Exercise description: Reproduce all of the data that follows, character for character.

Record extracts:

** start **

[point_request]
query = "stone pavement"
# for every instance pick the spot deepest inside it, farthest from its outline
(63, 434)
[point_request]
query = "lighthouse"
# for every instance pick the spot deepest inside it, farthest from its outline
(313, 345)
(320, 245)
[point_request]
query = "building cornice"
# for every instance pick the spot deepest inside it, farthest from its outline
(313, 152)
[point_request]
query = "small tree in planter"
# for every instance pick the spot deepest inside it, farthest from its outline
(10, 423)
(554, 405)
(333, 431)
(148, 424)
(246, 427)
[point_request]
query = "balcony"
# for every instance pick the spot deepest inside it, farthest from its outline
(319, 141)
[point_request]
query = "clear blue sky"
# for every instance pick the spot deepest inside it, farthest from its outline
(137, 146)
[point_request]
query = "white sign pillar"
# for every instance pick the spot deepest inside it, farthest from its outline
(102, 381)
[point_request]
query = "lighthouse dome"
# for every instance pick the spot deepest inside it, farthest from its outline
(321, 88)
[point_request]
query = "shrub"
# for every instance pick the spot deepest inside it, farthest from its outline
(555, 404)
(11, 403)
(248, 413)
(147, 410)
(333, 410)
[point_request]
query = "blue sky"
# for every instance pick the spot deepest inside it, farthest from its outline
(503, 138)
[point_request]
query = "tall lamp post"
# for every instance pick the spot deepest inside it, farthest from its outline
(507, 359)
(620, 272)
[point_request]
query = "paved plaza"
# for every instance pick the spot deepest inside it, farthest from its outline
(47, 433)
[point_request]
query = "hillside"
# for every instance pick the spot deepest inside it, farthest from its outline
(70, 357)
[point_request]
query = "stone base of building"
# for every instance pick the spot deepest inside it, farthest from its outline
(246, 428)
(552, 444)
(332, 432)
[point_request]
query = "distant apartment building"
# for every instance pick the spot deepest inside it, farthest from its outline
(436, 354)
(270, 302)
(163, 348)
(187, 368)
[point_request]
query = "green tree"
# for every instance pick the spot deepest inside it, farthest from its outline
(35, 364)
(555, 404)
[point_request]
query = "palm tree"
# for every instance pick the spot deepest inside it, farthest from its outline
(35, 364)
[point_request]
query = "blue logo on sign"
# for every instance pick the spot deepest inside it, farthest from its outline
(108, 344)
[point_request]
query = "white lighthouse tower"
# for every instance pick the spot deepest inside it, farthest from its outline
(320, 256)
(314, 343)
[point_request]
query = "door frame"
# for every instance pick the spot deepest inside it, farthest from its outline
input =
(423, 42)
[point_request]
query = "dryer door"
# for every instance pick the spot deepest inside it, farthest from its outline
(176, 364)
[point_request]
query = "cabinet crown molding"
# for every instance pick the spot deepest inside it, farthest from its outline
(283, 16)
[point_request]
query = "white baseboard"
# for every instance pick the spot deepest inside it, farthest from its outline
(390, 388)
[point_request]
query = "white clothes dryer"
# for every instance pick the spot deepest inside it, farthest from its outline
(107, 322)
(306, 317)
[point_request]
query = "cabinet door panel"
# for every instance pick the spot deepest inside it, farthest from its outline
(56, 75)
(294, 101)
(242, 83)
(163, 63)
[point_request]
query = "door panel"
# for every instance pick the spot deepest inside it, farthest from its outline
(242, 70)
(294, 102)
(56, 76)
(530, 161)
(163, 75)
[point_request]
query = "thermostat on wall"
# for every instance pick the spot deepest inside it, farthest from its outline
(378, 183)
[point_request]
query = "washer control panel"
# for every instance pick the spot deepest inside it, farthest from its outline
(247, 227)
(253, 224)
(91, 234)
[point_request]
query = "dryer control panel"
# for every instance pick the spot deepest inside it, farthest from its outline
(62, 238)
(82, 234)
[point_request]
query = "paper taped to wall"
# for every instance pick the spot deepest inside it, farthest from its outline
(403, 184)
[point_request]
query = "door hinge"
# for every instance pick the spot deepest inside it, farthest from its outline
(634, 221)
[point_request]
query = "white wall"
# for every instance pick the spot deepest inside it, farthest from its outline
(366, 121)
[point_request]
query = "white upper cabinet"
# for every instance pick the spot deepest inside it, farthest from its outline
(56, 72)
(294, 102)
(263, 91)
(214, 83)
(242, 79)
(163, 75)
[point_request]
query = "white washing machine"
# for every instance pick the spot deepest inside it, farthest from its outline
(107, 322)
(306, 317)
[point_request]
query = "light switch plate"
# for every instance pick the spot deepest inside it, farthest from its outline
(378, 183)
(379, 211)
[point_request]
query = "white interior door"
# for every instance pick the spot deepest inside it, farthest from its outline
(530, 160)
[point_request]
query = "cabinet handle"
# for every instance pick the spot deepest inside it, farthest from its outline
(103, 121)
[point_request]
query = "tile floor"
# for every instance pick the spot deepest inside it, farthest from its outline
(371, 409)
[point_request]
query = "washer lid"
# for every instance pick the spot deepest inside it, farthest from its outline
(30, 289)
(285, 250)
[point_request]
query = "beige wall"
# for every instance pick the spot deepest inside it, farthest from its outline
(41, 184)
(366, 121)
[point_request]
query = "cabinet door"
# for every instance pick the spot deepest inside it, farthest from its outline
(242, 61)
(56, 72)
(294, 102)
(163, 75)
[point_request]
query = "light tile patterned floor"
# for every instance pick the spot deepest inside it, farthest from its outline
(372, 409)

** end **

Solution to the problem:
[point_request]
query = "stone pavement"
# for every instance pick the spot deepest inside it, farthest from its outline
(63, 434)
[point_request]
query = "lighthouse"
# for every instance pick the spot deepest inside it, farthest from its outline
(313, 345)
(320, 245)
[point_request]
query = "building cornice"
# for every instance pick the spot deepest inside it, farthest from its outline
(313, 152)
[point_request]
query = "small tree in planter"
# for every instance pick the spot deepest inside it, farthest from its outline
(10, 423)
(554, 405)
(333, 431)
(148, 424)
(246, 427)
[point_request]
query = "balcony"
# for every instance pick the spot deepest inside it, farthest from its outline
(319, 141)
[point_request]
query = "clear blue sky"
# for every instance pick the spot deepest inside it, farthest from its outline
(137, 146)
[point_request]
query = "white sign pillar"
# for every instance pick the spot deepest inside it, farthest from its outline
(102, 381)
[point_request]
query = "lighthouse dome"
# for every instance pick the spot deepest inside it, farthest from its outline
(321, 88)
[point_request]
query = "shrub"
# for every instance pick the spot deepest inside it, farthest from its outline
(555, 404)
(11, 403)
(248, 413)
(147, 410)
(333, 410)
[point_request]
query = "blue sky"
# for every instance pick the spot deepest inside it, farthest from its outline
(503, 138)
[point_request]
query = "tall lamp post"
# for every instance pick the spot deepest inside it, farthest from its outline
(507, 359)
(620, 272)
[point_request]
query = "paved plaza"
# for every instance pick the spot deepest inside it, farthest from its outline
(47, 433)
[point_request]
query = "hillside"
# for every instance pick the spot deepest inside it, farthest from its outline
(70, 357)
[point_request]
query = "stone base of building"
# for every instance pick the spot deepest inside it, farthest from its outline
(246, 428)
(552, 444)
(332, 432)
[point_request]
query = "distant apartment building"
# for every instance pick the spot deepest inside it, farthest from its outline
(436, 354)
(270, 302)
(163, 348)
(187, 368)
[point_request]
query = "green tree"
# for every instance pick the spot deepest inside it, farthest from its outline
(35, 364)
(555, 404)
[point_request]
query = "palm tree"
# for every instance pick the spot deepest inside it, farthest from its outline
(35, 364)
[point_request]
query = "blue logo on sign"
# for every instance pick the spot deepest inside it, farthest from its outline
(108, 344)
[point_request]
query = "white lighthouse tower"
# for every instance pick the spot deepest inside it, farthest from its outline
(320, 256)
(314, 343)
[point_request]
query = "door frame"
# for every instance pick the spot deepest inside it, farthest from its outline
input =
(423, 42)
[point_request]
query = "dryer door"
# for every instance pick the spot deepest inside it, farthest from its outline
(176, 364)
[point_request]
query = "cabinet crown molding"
# for every instance pick the spot deepest inside it, farthest from its outline
(283, 16)
[point_request]
query = "white baseboard"
# for every instance pick the spot deepest inside it, farthest from its outline
(390, 388)
[point_request]
query = "white clothes dryer"
# for every instance pick the spot deepest inside it, farthest from its outline
(107, 322)
(306, 317)
[point_request]
query = "cabinet door panel"
# for every instance pick the spot deepest inside it, farthest from its outline
(56, 75)
(294, 101)
(242, 83)
(163, 63)
[point_request]
query = "door panel"
# for every instance pick the spot deepest inside it, farthest from its outline
(242, 70)
(294, 102)
(56, 76)
(530, 161)
(163, 75)
[point_request]
query = "thermostat on wall"
# for every instance pick the spot deepest inside it, farthest from its outline
(378, 183)
[point_request]
query = "washer control panel"
# for every instance pick the spot deepest inside it, farthest from its outline
(247, 227)
(253, 224)
(91, 234)
[point_request]
query = "dryer control panel"
# for every instance pick the spot deepest inside it, farthest from its outline
(62, 238)
(82, 234)
[point_request]
query = "paper taped to wall"
# for every instance pick the spot deepest inside it, farthest from its outline
(403, 184)
[point_request]
query = "door hinge"
# for every instance pick the spot deepest inside it, farthest from its outline
(634, 221)
[point_request]
query = "white wall"
# for every instance pick the spot deepest inside it, farthest from its outline
(366, 121)
[point_request]
query = "white upper cabinet"
# for every instance pick the spot deepest inside it, farthest from its outline
(56, 72)
(294, 102)
(263, 91)
(214, 83)
(242, 79)
(163, 75)
[point_request]
query = "white washing machine"
# for every instance pick the spot deepest inside it, farthest from its outline
(107, 322)
(306, 317)
[point_request]
query = "light switch plate"
# for every instance pick the spot deepest inside it, farthest from its outline
(378, 183)
(379, 211)
[point_request]
query = "white interior door"
# for every instance pick the spot deepest inside it, farthest from its outline
(530, 160)
[point_request]
query = "cabinet handle"
# for every instance pick the spot deepest inside it, farthest from its outline
(103, 121)
[point_request]
query = "tile floor"
# for every instance pick the spot deepest inside it, farthest from its outline
(371, 409)
[point_request]
query = "washer lid"
# for every instance pick the spot deepest inside it, farthest from its outline
(30, 289)
(285, 250)
[point_request]
query = "beige wall"
# for every instance pick the spot deepest inside it, farthest from its outline
(41, 184)
(366, 121)
[point_request]
query = "cabinet door"
# for every instance pick the spot deepest inside it, farthest from its outline
(242, 61)
(56, 72)
(294, 102)
(163, 75)
[point_request]
query = "light tile patterned floor"
# for every instance pick the spot deepest inside it, farthest from its outline
(372, 409)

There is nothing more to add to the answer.